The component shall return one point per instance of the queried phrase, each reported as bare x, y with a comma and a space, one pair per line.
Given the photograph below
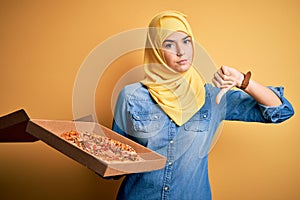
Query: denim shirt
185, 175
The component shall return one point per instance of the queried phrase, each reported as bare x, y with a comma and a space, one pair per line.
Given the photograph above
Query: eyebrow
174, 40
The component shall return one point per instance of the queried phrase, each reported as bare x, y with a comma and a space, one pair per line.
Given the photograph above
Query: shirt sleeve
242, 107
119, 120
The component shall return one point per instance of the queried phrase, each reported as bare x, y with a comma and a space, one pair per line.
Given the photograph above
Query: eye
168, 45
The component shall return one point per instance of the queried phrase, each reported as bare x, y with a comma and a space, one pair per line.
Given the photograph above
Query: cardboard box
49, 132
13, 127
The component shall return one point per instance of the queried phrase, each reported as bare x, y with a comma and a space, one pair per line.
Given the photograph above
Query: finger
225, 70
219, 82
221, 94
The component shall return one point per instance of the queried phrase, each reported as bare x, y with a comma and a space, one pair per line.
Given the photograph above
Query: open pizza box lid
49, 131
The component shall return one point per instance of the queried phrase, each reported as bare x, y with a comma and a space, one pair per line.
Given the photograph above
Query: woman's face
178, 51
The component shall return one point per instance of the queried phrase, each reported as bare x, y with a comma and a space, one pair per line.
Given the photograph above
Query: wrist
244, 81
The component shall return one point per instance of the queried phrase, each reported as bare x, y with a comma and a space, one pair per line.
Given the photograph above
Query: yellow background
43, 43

======

→ **Written request**
Restate the data above word for word. Skip every picture.

→ **Answer for this exercise**
The component shall return one point per instance of the queried phrase, each reported as bare x, y with a comma and a space, one pair per line.
Given the photograph below
Query: denim shirt
185, 175
The component shall return one point per instance of the queried phrase, each reported as bare x, y with a comma and a space, one pair per line.
Given the photograph above
Query: eyebrow
174, 40
The component shall return one point per instance of the queried phrase, each reported as bare x, y with a comma and a space, one pair per line.
Given the photograph above
Query: shirt sleeve
242, 107
119, 120
The component shall return one point per instance of the queried phrase, each reported as bare x, y with a comma and a space, one pair per line.
Given the photograph above
Query: eye
168, 45
The component shall return one point per instance of the queried phrase, each reported as bare x, y with a comma and a space, one pair per line.
Given the photograph above
Query: cardboard box
49, 132
13, 127
The component shall return one point per instance of the queried phrase, each reported as bare x, y with a comma and a space, one pair per line.
Given the photograph above
Query: finger
225, 70
219, 82
221, 94
The component shall return one point per instance of the queried phrase, each reported as bare x, y with a comma and a space, one pair per line.
Given the photograph above
Query: open pizza box lid
49, 131
The component shall return one point per instance of the queried phrase, each reported as bare x, y with a comma and a space, one pair per line.
Given the photograph above
Query: woman's face
178, 51
The component shall return one point per instance of the queried phrase, each reported as bare x, y with a comma and a space, one pair per line.
Given the photograph above
Query: wrist
244, 81
The component shall return one point per instance of the queried phrase, each reported as bare x, y with a comma and a space, one pair per line.
Given the photograph above
Query: yellow background
43, 43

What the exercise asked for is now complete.